* Begin *
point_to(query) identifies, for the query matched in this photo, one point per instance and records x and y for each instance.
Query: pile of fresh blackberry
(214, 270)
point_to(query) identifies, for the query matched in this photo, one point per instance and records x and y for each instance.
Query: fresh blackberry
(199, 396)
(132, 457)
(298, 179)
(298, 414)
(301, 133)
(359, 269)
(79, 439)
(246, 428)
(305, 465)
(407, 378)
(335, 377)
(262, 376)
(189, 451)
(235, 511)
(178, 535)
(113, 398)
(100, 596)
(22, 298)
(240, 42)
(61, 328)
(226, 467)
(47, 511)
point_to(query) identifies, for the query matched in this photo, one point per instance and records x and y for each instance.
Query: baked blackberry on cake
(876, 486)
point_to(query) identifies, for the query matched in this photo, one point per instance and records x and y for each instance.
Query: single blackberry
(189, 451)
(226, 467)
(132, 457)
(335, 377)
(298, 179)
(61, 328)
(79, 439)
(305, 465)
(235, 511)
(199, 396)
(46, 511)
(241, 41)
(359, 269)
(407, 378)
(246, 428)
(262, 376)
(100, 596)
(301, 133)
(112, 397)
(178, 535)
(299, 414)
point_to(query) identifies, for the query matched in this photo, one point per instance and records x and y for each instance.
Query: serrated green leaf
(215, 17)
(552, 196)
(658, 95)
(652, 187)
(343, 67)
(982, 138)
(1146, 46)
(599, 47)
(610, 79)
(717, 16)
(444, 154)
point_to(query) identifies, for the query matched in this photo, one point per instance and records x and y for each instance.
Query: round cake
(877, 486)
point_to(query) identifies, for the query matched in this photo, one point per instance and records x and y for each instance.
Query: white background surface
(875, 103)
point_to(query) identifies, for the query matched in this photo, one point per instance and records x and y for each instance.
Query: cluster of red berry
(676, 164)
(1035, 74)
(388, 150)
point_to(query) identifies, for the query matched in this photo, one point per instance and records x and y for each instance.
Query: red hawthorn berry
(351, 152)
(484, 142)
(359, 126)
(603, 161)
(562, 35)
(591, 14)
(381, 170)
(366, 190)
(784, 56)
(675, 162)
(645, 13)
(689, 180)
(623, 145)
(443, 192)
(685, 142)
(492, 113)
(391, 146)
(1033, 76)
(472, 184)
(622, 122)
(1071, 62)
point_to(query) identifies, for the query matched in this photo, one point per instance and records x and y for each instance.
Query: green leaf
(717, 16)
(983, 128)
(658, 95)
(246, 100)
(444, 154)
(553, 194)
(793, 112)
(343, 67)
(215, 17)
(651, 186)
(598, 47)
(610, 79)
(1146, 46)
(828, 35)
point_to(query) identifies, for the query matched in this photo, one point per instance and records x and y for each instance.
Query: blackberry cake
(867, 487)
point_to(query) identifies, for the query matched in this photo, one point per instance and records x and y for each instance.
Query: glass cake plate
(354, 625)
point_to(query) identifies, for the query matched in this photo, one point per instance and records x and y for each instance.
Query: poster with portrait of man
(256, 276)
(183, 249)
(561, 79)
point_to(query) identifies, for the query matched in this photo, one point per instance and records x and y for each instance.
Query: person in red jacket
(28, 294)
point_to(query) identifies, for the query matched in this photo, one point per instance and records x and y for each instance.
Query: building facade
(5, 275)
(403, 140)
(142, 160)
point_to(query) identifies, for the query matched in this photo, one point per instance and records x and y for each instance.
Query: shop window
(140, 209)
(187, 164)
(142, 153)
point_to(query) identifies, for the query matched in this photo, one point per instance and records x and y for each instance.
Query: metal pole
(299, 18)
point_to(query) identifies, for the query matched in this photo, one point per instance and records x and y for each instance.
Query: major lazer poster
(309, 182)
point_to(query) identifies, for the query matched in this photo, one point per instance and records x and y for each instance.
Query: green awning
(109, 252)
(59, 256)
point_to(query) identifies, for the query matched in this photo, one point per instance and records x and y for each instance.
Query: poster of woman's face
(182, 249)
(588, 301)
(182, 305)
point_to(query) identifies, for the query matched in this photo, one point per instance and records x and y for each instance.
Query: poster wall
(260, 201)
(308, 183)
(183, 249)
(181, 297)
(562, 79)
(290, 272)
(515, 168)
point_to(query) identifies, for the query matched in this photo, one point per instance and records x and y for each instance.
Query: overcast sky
* End *
● EXERCISE: Above are some records. Print them all exactly.

● COMPLETED TASK:
point_to(query) identifies, for the query matched in this photo, one point per instance and records x and y for each instance.
Query: pile of fresh blackberry
(214, 270)
point_to(query) identifies, for the query matched in this photo, one point per instance and records x and y for each instance.
Query: fresh blackberry
(199, 396)
(132, 457)
(298, 179)
(298, 414)
(301, 133)
(359, 269)
(79, 439)
(246, 428)
(305, 465)
(407, 378)
(335, 377)
(262, 376)
(189, 451)
(235, 511)
(178, 535)
(113, 398)
(100, 596)
(22, 298)
(240, 42)
(61, 328)
(226, 467)
(47, 511)
point_to(query) identifies, for the query matched in this photo, one point per instance and records x and y for each instance.
Query: baked blackberry on cake
(876, 486)
point_to(query) identifies, for the query matched in this photo, one point per instance and records x and y for each instance.
Query: single blackberry
(189, 451)
(226, 467)
(132, 457)
(335, 377)
(298, 179)
(61, 328)
(79, 439)
(305, 465)
(235, 511)
(199, 396)
(46, 511)
(241, 41)
(359, 269)
(407, 378)
(246, 428)
(262, 376)
(100, 596)
(301, 133)
(112, 397)
(178, 535)
(299, 414)
point_to(query) identifies, for the query matched in this photo, one point per instance and records x and y for each instance.
Query: serrated green leaf
(215, 17)
(552, 196)
(658, 95)
(652, 187)
(343, 67)
(982, 138)
(1146, 46)
(599, 47)
(610, 79)
(717, 16)
(444, 154)
point_to(query) identifies, for the query matched in this photo, one point per instance and records x and y for each instance.
Query: round cake
(877, 486)
point_to(query) identifies, for the query matched in this photo, one point per instance and records x and y for each instance.
Query: white background surface
(875, 103)
point_to(query) identifies, for the query matched in this photo, one point per instance and records x and y for each instance.
Query: cluster of red berry
(676, 164)
(1035, 74)
(388, 150)
point_to(query) identifies, for the query matched in this photo, one point per instance and records x and y for each instance.
Query: red hawthorn berry
(351, 152)
(484, 142)
(359, 126)
(603, 161)
(562, 35)
(591, 14)
(381, 170)
(366, 190)
(784, 56)
(675, 162)
(645, 13)
(689, 180)
(623, 145)
(443, 192)
(685, 142)
(492, 113)
(391, 146)
(1033, 76)
(472, 184)
(622, 122)
(1071, 62)
point_to(query) identifies, for the query matched in this photo, one point per instance and records x and y for each instance.
Query: green leaf
(717, 16)
(983, 128)
(658, 95)
(246, 100)
(444, 154)
(553, 194)
(793, 112)
(343, 67)
(215, 17)
(651, 186)
(598, 47)
(610, 79)
(1146, 46)
(828, 35)
point_to(query) identifies, for the query matched in this photo, one point per instance and records x and y for each instance.
Query: blackberry cake
(867, 487)
point_to(query) identifies, for the query matched in this photo, one point per instance and records x and y for each instance.
Query: glass cake plate
(354, 625)
point_to(query) identifies, for the query matched in this photo, one point per instance and records x and y for each instance.
Query: poster with portrait of man
(256, 276)
(183, 249)
(561, 79)
point_to(query) identifies, for the query matched in this photo, one point per instance and records x and y for each instance.
Query: person in red jacket
(28, 294)
point_to(query) identifies, for the query matched in this photo, one point per instance and records x and y for each instance.
Query: building facade
(5, 275)
(403, 140)
(142, 160)
point_to(query) identifies, for the query matched in this photo, one point per instance and records x and y for each instance.
Query: shop window
(140, 209)
(187, 164)
(142, 153)
point_to(query) identifies, for the query matched in this photo, one point per instance and records x and y for each instance.
Query: metal pole
(299, 18)
point_to(query) identifies, for the query matched in this photo, one point per instance and records x and y for each instance.
Query: major lazer poster
(309, 182)
point_to(query) identifies, for the query matched in this photo, one point per instance and records x and y for each instance.
Query: green awning
(109, 252)
(59, 256)
point_to(query) identifies, for the query matched in this photo, one point per instance and records x and y for each instance.
Query: poster of woman's face
(182, 249)
(588, 301)
(182, 305)
point_to(query) identifies, for the query matched in this photo, one point per instance and records x and y for each instance.
Query: poster wall
(260, 201)
(308, 183)
(183, 249)
(181, 297)
(562, 79)
(290, 272)
(515, 168)
point_to(query) identifies, for the query matched in this photo, one point per instance and records x and y for each instance.
Query: overcast sky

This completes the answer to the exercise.